Please swap every "Report" in the material below for "Provide", leaving everything else unchanged, and write the material out again without the pictures.

::: Raw data :::

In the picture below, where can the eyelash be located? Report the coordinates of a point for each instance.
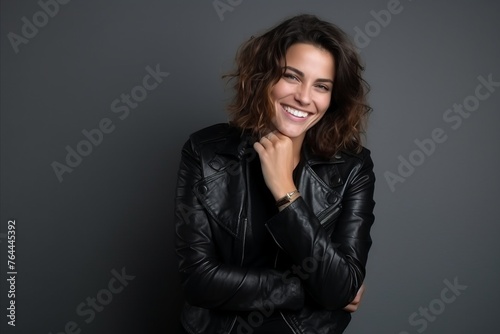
(292, 76)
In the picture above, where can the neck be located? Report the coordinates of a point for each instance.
(296, 147)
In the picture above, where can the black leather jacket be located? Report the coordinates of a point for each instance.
(323, 236)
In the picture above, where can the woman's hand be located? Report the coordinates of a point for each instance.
(353, 306)
(276, 158)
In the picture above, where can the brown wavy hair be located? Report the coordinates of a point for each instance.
(259, 68)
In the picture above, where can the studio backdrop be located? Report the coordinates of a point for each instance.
(97, 98)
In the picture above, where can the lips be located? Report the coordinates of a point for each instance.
(295, 112)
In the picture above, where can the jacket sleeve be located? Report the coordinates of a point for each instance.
(332, 268)
(207, 281)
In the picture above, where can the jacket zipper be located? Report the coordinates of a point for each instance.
(241, 264)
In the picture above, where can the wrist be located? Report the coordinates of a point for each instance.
(286, 200)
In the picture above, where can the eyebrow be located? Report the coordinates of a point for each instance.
(301, 74)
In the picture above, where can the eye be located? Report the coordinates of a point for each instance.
(290, 76)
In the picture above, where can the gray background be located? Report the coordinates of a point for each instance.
(115, 209)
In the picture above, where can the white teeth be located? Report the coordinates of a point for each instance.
(295, 112)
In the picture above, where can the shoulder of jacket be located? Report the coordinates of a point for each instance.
(359, 156)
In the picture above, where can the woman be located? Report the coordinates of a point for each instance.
(274, 209)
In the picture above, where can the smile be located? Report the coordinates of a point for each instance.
(295, 112)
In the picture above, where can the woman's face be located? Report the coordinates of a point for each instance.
(303, 93)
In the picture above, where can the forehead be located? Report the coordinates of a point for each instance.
(310, 59)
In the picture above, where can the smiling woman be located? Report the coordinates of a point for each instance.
(274, 209)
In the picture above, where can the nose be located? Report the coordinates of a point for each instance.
(302, 95)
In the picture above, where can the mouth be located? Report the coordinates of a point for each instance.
(294, 112)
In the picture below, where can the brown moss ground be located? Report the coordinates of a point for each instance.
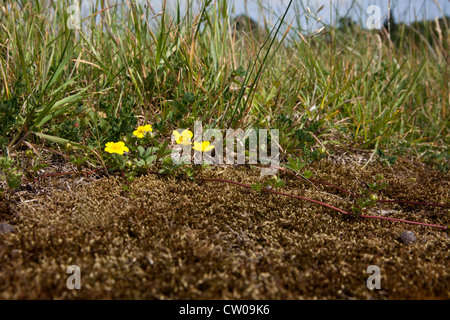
(171, 238)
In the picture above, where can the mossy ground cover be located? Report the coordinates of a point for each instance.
(168, 237)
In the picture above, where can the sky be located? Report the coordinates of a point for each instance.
(402, 10)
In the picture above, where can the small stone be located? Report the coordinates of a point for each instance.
(6, 228)
(408, 237)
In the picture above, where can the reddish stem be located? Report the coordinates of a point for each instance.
(327, 205)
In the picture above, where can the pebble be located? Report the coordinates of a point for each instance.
(408, 237)
(6, 228)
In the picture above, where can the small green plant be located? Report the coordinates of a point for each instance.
(10, 173)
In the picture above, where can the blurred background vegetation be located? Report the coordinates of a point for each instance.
(337, 85)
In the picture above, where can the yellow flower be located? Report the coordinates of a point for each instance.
(204, 146)
(140, 131)
(116, 147)
(183, 138)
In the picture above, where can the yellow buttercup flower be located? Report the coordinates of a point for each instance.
(140, 131)
(205, 146)
(116, 147)
(183, 138)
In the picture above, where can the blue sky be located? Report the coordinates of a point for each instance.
(401, 10)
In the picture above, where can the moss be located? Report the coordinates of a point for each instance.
(172, 238)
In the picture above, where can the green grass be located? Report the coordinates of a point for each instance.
(118, 71)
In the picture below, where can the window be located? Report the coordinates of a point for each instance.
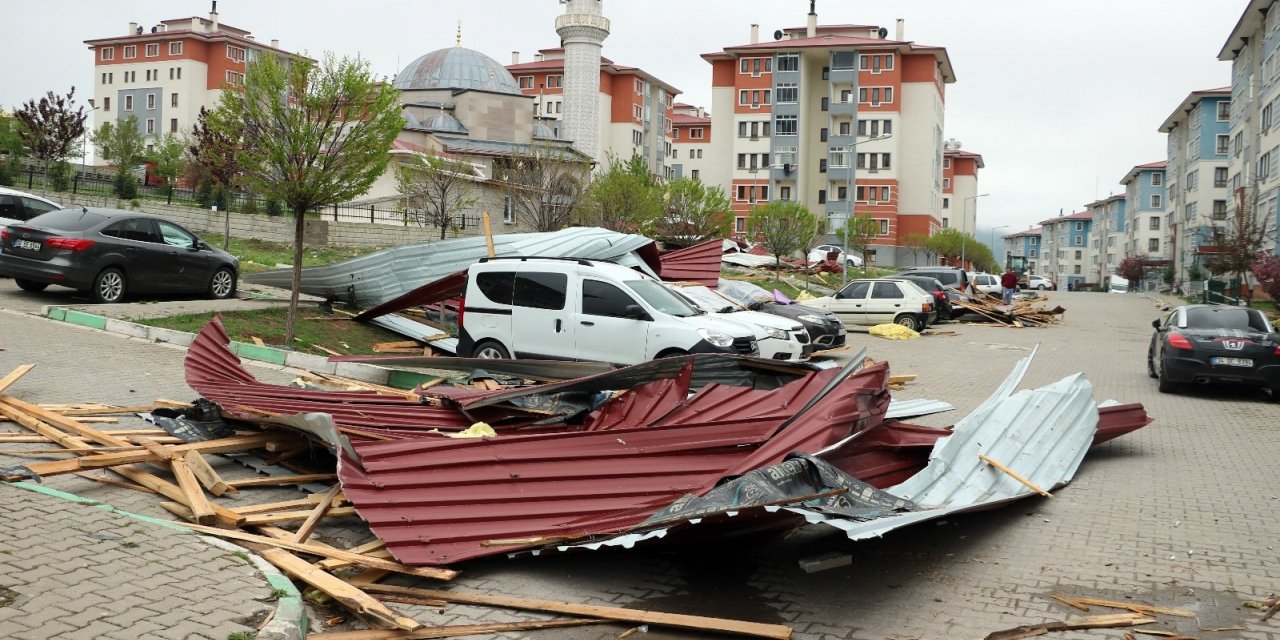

:::

_Result_.
In the picture below, where can the eyelash be located? Provide the coordinates of a point for each instance.
(292, 76)
In the picture above, where can the neck be located? Provide the coordinates of a point for each instance.
(296, 147)
In the picture above, where can the black leather jacket be located? Provide the coordinates of a point for each instance.
(323, 236)
In the picture above, where can the woman's hand be located? Provide the coordinates of a point for each instance.
(353, 306)
(276, 158)
In the picture above, where can the brown wavy hair be located? Provide the coordinates of a point for each instance.
(259, 68)
In the picture above, where can the studio backdrop be located? Provide the coordinates of a point for each instance.
(97, 98)
In the picture above, where can the lips be located? Provide the coordinates of a point for each instance.
(295, 112)
In the picture above, where can the jacket sleeve be located? Provide the coordinates of a point for each instance.
(332, 268)
(207, 281)
In the picture above, where can the jacket zipper be located? Provide the coordinates of a point for each instance.
(241, 264)
In the picture above, where can the wrist be located? Provide the coordinates of a point for each instance.
(286, 200)
In the picture above, where can the eyebrow be located? Provide the coordinates of a point for each instance.
(301, 74)
In the picture above, where can the eye be located? Provide the coordinates of a point for each instance.
(290, 76)
In the picture above, where can the gray background be located? Provide the coordinates of a point for each instance.
(115, 209)
In the picture above, where can the white teeth be located? Provide the coordinates of a point for each instance.
(295, 112)
In the picture above, where can the shoulder of jacket be located? Provide the coordinates of a point for each instance.
(359, 156)
In the picture above, where can the woman be located? Provide the coordinates of a point for each instance.
(274, 209)
In the picture above, where can the smile be located? Provide the coordinates of a point for each instance.
(295, 112)
In the picture above, where can the woman's face be located? Provide the coordinates of a point for each instance.
(303, 93)
In the picture above, where can the forehead be located? Provide the coordinates of a point for each instance.
(310, 59)
In the picture above, where can the smiling woman be located? Provide the coordinates of a point for each instance.
(274, 209)
In the picture above, where can the nose be located? Provide the coordinates of a point for each instance.
(302, 95)
In the picture above, where can the mouth be located? Provide the coordinates of a point for each instance.
(294, 112)
In the picture below, where can the brown moss ground be located? Provide the coordinates of a point for each instance.
(171, 238)
In the picture above, where can the mossy ground cover be located? Provide the coordinates of a point for each instance.
(168, 237)
In the picture above, where can the sky be located? Provide the coordinates of a point for each instance.
(402, 10)
In the picture above, where can the small stone be located? Provide the coordinates of a point for each instance.
(6, 228)
(408, 237)
In the picture above, where can the reddish stem be located? Provide the coordinates of a point for each instance.
(327, 205)
In the picture above, where can the pebble be located? Provide the coordinates of a point for each instance.
(408, 237)
(6, 228)
In the picture above, where can the small green plant be located? Provide the coordinates of a point for each instance.
(10, 173)
In the picture above, where can the blurred background vegetation be located? Provide the coordinates of a point for each instance.
(337, 85)
In the picture above, where can the yellow flower be located? Provide the coordinates of a point for each instance.
(204, 146)
(140, 131)
(116, 147)
(183, 138)
In the picture above, where can the yellow buttercup flower be located? Provide the coordinates of a point for each instance.
(140, 131)
(205, 146)
(116, 147)
(183, 138)
In the picture above, where can the blue sky be located? Provide the coordinates of a point for each instance.
(401, 10)
In the picture above, where can the moss be located? Provide the coordinates of a point for each instance.
(172, 238)
In the picture above, where can the green grass be located? Provide the coordinates of a point for each instance.
(118, 71)
In the picture below, where can the window be located? Provide the coordinates of a point for each instance.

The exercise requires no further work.